Selected passage:
<<<<
Posted:
Feb 4, 2003 @ 4:32am
by Johan
Yes, the current releases (1.04 and 1.10 beta 2) use single-pixel writes for color keyed surfaces. There are several reasons for this, including both performance across several device configurations and expandability. Let me guess that those 450 sprites are not color keyed. Static surfaces in GapiDraw 1.1 will support fast multiple pixel-writes using RLE compression as long as alpha blends are not used...

Posted:
Feb 5, 2003 @ 2:30am
by efortier
Wow... And are static surfaces present in 1.10 beta, or will they be available in 1.1 release?
--Eric

Posted:
Feb 11, 2003 @ 4:59pm
by Johan
warmi: I just remembered why I never had the time to implement 32-bit blt.. Basically one has to check for odd word alignment of the top-left pixel of both the source and destination surface. If both are odd or both are even, then it's easy to copy in 32-bit chunks (after taking care of the odd start and possible odd width). If only one is odd then a special routine has to be created that reads and writes in 32-bit blocks that overlap each other.. Not really that big a deal, but it would at least take a full day of work... If performance increase is indeed almost 2x then I guess it could be worth the effort...
>>>>
Directives:
[1] Decide whether each statement below agrees with the GapiDraw forum thread above. For each, answer yes or no and quote the words from the thread that decide it. (a) Releases 1.04 and 1.10 beta 2 use single-pixel writes for color keyed surfaces. (b) Static surfaces in GapiDraw 1.1 will support fast multiple pixel-writes even when alpha blends are used. (c) Johan expects a 32-bit blt to take about a week of work.
[2] List every posting date and time shown in the GapiDraw forum thread above.
[3] According to the GapiDraw forum thread above, what compression will static surfaces in GapiDraw 1.1 use for fast multiple pixel-writes?

Listed entries:
<<<<
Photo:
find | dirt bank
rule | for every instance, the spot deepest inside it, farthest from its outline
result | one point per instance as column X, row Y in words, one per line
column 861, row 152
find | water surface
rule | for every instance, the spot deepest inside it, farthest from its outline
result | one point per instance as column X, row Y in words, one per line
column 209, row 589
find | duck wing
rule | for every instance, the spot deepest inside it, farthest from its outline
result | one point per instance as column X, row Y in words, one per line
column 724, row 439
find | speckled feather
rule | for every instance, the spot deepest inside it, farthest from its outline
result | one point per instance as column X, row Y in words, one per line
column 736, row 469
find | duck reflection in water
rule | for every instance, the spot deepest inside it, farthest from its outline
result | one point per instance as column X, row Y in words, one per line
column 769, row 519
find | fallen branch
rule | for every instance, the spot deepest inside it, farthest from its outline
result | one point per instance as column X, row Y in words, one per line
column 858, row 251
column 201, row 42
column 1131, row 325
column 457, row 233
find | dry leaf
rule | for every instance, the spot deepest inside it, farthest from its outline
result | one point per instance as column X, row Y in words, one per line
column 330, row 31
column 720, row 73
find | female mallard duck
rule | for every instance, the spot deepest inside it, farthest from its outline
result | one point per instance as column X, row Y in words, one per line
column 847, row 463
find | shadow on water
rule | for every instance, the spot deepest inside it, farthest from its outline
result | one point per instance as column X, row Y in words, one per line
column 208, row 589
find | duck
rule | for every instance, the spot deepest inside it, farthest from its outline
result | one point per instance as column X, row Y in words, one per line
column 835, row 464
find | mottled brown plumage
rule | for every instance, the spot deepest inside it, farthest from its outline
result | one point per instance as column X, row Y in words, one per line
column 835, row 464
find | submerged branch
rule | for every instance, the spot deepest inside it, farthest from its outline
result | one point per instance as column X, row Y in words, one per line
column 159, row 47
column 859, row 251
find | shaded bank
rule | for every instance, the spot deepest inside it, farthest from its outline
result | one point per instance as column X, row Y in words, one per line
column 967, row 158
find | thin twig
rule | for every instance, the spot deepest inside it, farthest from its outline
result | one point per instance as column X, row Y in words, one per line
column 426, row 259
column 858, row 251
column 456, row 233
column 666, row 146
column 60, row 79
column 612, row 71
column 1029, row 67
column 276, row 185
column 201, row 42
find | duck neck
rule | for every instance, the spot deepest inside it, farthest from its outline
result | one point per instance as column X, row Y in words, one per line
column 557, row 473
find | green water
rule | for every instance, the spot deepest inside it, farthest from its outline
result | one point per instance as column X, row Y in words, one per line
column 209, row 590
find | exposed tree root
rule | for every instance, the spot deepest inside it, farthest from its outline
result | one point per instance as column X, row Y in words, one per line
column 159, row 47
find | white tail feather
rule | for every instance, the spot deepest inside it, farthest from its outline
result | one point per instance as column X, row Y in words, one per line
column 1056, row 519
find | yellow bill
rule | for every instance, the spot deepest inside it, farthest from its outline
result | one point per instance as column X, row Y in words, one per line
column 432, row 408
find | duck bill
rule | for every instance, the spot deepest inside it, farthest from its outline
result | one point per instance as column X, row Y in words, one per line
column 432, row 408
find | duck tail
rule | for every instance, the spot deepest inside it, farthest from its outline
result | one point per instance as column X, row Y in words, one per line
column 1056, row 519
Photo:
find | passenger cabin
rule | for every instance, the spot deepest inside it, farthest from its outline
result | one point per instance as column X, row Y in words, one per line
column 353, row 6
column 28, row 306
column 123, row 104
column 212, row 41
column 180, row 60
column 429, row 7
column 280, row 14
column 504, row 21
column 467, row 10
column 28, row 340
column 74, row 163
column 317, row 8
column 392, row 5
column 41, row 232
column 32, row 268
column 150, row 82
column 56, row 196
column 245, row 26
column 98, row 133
>>>>
Answers for the tasks:
[1]
(a) Yes: "the current releases (1.04 and 1.10 beta 2) use single-pixel writes for color keyed surfaces"
(b) No: "as long as alpha blends are not used"
(c) No: "it would at least take a full day of work"

[2]
- Feb 4, 2003 @ 4:32am
- Feb 5, 2003 @ 2:30am
- Feb 11, 2003 @ 4:59pm

[3] RLE compression.